Object location annotation data:
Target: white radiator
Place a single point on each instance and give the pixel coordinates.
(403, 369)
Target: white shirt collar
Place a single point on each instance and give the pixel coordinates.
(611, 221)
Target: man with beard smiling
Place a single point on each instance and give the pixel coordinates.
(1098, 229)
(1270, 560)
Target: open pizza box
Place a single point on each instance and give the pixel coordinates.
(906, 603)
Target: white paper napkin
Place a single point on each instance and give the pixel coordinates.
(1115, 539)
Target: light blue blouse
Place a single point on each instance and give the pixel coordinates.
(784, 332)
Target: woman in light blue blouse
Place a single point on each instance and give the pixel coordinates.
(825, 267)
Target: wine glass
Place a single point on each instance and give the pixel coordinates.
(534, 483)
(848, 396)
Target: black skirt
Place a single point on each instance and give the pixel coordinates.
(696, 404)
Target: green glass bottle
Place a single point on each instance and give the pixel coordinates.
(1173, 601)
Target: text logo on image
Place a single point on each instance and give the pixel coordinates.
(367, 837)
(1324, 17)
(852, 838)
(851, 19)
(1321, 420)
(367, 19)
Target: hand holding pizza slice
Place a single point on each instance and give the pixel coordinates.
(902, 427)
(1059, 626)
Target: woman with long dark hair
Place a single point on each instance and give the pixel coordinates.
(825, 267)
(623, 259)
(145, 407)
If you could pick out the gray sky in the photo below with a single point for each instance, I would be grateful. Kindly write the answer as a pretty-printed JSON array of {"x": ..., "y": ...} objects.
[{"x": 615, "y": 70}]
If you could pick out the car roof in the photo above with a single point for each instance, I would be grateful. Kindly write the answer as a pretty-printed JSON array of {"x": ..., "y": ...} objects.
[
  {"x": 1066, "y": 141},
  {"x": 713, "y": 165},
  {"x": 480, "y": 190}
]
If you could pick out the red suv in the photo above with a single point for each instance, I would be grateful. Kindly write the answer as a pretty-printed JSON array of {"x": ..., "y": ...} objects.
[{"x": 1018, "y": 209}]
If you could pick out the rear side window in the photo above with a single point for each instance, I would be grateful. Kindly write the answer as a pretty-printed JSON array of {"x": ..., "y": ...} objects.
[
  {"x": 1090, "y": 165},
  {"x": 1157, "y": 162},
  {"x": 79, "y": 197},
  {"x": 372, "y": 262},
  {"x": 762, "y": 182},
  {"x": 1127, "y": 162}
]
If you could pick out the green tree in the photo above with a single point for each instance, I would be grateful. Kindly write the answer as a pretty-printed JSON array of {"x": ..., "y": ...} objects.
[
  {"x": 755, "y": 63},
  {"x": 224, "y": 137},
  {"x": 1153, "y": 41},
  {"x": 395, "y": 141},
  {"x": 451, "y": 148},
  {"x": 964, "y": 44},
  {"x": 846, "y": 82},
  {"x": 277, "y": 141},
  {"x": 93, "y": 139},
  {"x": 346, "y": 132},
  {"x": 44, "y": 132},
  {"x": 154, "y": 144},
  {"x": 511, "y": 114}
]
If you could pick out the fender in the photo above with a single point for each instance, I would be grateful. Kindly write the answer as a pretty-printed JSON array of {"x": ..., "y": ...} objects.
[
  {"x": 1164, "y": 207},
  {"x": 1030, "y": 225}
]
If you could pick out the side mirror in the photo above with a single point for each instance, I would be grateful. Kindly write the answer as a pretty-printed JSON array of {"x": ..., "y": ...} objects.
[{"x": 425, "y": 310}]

* **Exercise directions**: Copy the lines of the items above, starting at the line that contains "If you could pick out the side" and ending with the last line of the items.

* **Correct result**:
If you could pick out the side mirror in the photo above with a single point for each instance, I would be grateful. Kindly write the answer as a pretty-printed JSON array of {"x": ..., "y": ...} objects.
[{"x": 425, "y": 310}]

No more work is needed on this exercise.